EXERCISE INSTRUCTIONS —
Rewrite the data below, changing every occurrence of "Carefully inspect" to "Closely examine" and leaving everything else as it is.

Region annotation data
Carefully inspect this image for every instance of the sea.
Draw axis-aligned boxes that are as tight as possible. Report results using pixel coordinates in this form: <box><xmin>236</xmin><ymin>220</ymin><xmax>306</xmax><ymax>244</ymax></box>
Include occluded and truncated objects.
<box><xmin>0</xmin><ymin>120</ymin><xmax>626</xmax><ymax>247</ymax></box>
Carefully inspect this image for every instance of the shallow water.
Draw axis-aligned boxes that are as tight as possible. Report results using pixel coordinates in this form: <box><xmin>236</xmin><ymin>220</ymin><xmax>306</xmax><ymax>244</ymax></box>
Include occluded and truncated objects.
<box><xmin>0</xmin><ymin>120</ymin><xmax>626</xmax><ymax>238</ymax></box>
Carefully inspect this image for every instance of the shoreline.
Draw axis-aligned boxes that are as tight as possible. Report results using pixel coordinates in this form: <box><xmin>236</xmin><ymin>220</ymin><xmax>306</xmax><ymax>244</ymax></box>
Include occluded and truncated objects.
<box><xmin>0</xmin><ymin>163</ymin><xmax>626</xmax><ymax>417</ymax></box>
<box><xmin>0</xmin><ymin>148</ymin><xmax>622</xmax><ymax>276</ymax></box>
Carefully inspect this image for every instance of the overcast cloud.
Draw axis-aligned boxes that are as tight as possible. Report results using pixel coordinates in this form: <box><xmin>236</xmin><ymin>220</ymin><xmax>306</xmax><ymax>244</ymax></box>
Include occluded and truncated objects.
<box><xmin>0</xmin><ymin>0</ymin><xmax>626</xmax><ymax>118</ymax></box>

FINAL ANSWER —
Closely examine this image for every instance of the sea.
Draw axis-aligned boxes that are as tight as possible. Report results using pixel coordinates in this form: <box><xmin>236</xmin><ymin>220</ymin><xmax>306</xmax><ymax>244</ymax></box>
Include occluded and truncated objects.
<box><xmin>0</xmin><ymin>120</ymin><xmax>626</xmax><ymax>247</ymax></box>
Closely examine this image for every instance of the shallow water.
Draw axis-aligned boxes that are as tight as possible. Report results using pixel coordinates in this form: <box><xmin>236</xmin><ymin>220</ymin><xmax>306</xmax><ymax>244</ymax></box>
Include occluded and truncated objects.
<box><xmin>0</xmin><ymin>120</ymin><xmax>626</xmax><ymax>238</ymax></box>
Closely examine this image for every instance of the shoreline.
Draw axis-aligned boxes that are as tight as possible. Report results using pixel coordinates in this form: <box><xmin>236</xmin><ymin>220</ymin><xmax>306</xmax><ymax>244</ymax></box>
Include occluded and truncated objects.
<box><xmin>0</xmin><ymin>163</ymin><xmax>626</xmax><ymax>417</ymax></box>
<box><xmin>0</xmin><ymin>148</ymin><xmax>622</xmax><ymax>276</ymax></box>
Closely examine this image for every instance of the overcast cloud.
Draw axis-aligned boxes that are as tight as possible. Report results using pixel coordinates in this form: <box><xmin>236</xmin><ymin>220</ymin><xmax>306</xmax><ymax>244</ymax></box>
Include occluded and truncated objects.
<box><xmin>0</xmin><ymin>0</ymin><xmax>626</xmax><ymax>118</ymax></box>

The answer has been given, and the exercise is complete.